--- Begin ---

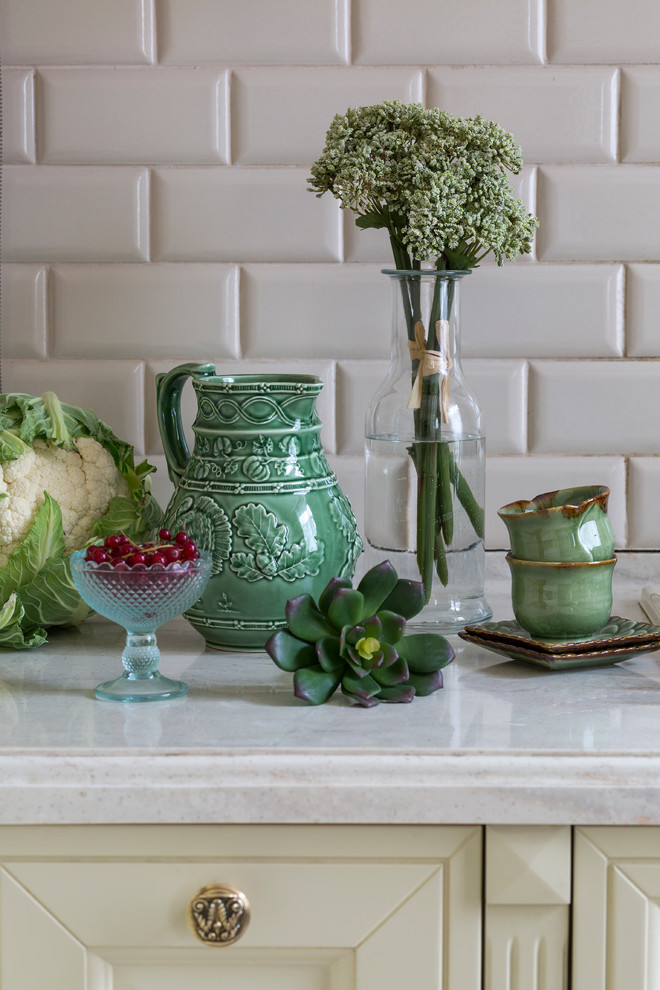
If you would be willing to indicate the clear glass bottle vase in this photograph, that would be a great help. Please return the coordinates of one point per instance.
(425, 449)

--- End ---
--- Begin ---

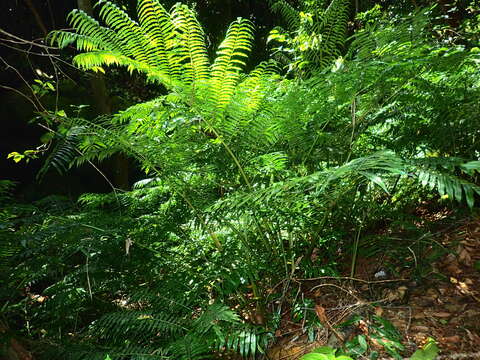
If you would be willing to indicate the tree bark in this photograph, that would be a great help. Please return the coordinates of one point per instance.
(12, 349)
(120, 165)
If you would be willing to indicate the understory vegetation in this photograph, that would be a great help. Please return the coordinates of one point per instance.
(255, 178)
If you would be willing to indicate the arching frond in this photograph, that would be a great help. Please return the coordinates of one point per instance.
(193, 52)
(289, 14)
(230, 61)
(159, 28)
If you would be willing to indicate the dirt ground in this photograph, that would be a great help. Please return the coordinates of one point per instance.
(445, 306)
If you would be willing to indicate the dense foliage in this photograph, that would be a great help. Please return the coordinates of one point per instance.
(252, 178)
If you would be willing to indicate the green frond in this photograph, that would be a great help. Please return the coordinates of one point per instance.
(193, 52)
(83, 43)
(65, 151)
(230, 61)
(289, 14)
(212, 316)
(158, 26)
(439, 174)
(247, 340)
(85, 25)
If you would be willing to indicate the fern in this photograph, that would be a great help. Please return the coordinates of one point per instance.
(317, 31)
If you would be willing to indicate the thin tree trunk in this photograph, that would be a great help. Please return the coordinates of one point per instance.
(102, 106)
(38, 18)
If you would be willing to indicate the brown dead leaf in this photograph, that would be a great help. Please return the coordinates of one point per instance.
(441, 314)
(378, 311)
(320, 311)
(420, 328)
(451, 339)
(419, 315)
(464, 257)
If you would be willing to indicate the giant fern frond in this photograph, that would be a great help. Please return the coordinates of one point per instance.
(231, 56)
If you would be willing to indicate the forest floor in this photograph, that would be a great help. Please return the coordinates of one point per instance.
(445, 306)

--- End ---
--- Begin ---

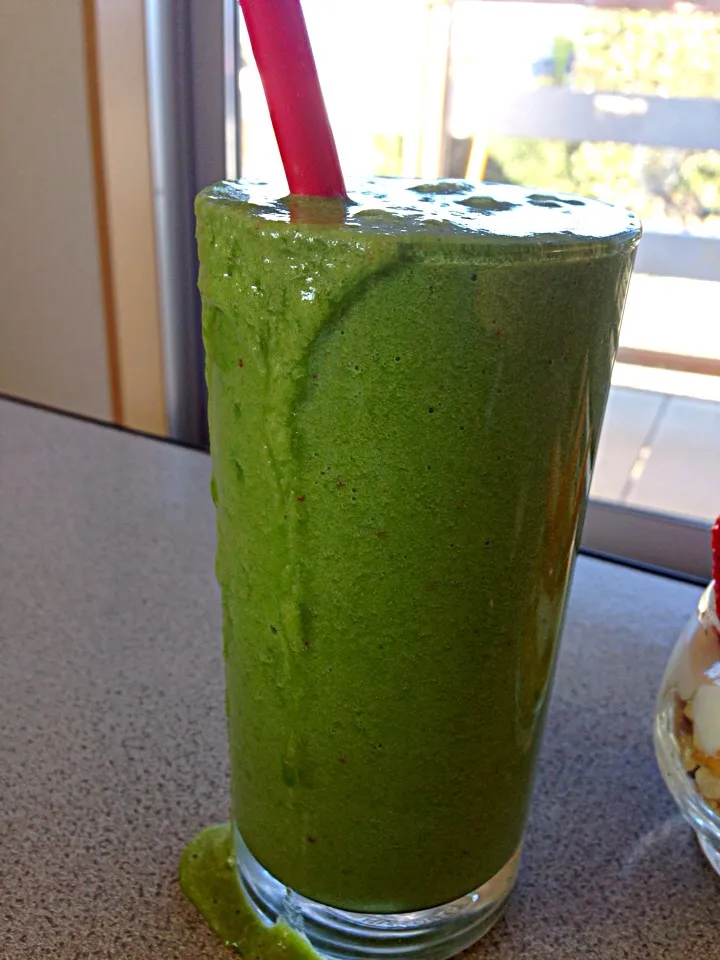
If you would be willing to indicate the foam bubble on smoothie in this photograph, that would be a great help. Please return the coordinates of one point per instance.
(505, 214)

--- End ---

→ What to produce
Copy out, in full, each line above that contains the word "tree".

→ Answer to this exercise
If you would be willing to indicate the tree bark in this photograph, that would be a great help. Please return the coordinates of one point per instance.
If you would be willing to indicate the thin tree trunk in this photograph, that would be a great help. Please return the coordinates of one point per instance.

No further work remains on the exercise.